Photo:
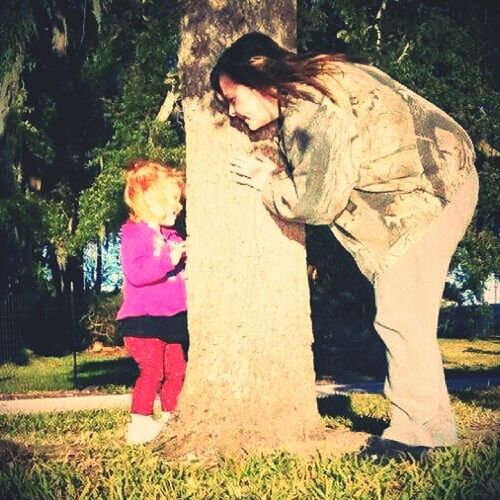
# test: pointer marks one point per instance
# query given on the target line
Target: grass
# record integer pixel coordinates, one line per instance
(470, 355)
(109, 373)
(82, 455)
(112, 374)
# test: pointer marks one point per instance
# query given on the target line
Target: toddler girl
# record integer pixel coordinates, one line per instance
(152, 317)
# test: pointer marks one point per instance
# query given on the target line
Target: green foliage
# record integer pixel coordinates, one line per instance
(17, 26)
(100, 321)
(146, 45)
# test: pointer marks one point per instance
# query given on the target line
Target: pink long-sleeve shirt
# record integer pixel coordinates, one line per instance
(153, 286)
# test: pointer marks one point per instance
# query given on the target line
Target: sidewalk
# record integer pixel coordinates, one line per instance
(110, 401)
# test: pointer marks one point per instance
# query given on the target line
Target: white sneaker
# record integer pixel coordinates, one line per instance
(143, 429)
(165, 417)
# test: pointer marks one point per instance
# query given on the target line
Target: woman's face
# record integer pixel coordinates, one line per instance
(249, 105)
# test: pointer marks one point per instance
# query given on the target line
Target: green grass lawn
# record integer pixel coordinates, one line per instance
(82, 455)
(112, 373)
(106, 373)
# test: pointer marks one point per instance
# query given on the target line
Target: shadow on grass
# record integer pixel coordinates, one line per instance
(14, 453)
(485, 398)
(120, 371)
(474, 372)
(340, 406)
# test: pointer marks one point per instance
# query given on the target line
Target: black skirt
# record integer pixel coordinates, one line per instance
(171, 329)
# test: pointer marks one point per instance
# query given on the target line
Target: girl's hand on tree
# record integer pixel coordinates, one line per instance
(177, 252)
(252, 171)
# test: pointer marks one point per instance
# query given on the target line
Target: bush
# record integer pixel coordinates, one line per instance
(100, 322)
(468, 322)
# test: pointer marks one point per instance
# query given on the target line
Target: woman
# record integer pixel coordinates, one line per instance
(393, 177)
-------------------------
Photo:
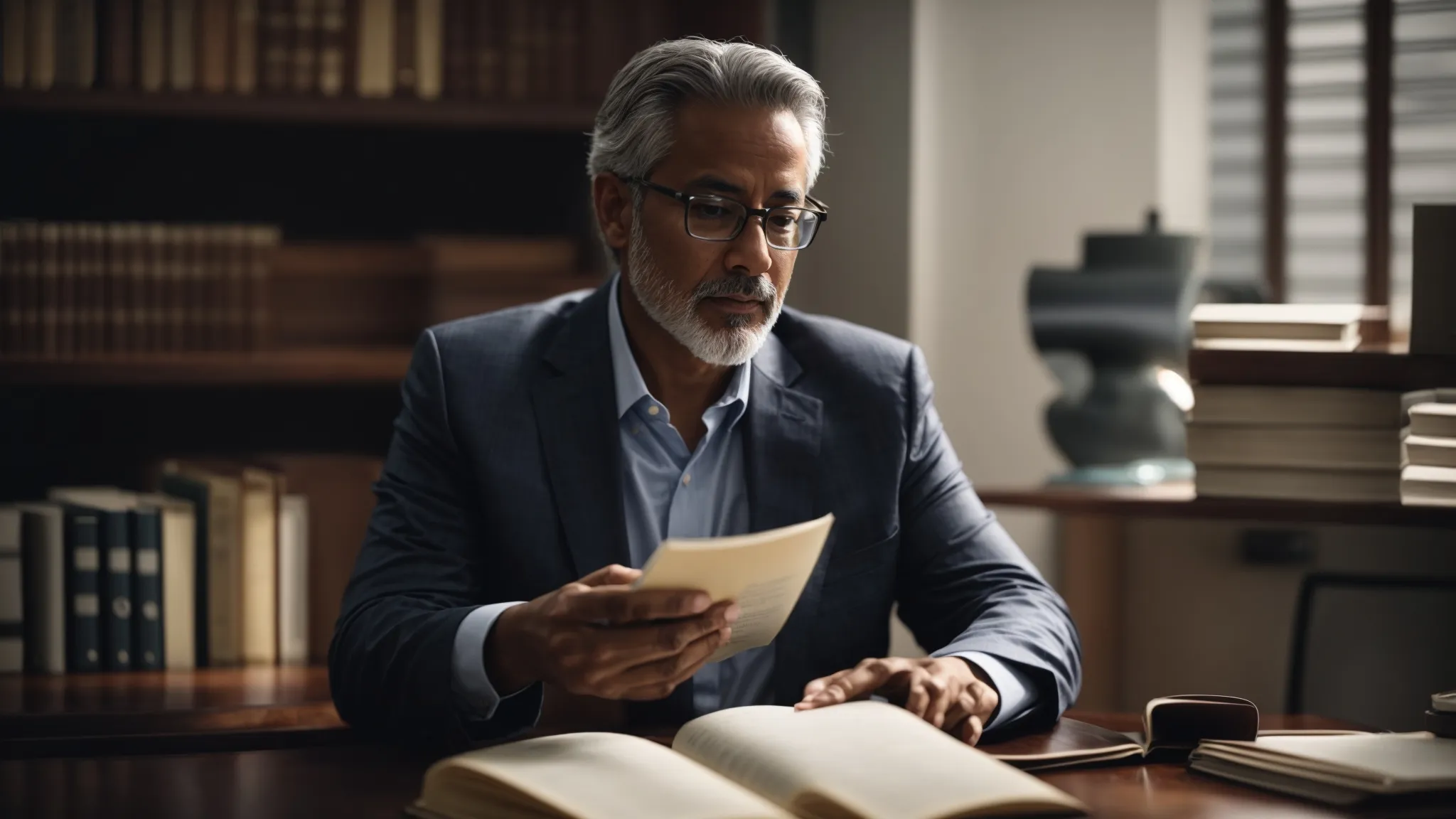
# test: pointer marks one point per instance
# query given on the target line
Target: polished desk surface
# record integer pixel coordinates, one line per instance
-------------------------
■ **Written request**
Pick out and copy each line of the listing above that contains the word "girl".

■ **Written answer**
Target: toddler girl
Target: girl's hand on tree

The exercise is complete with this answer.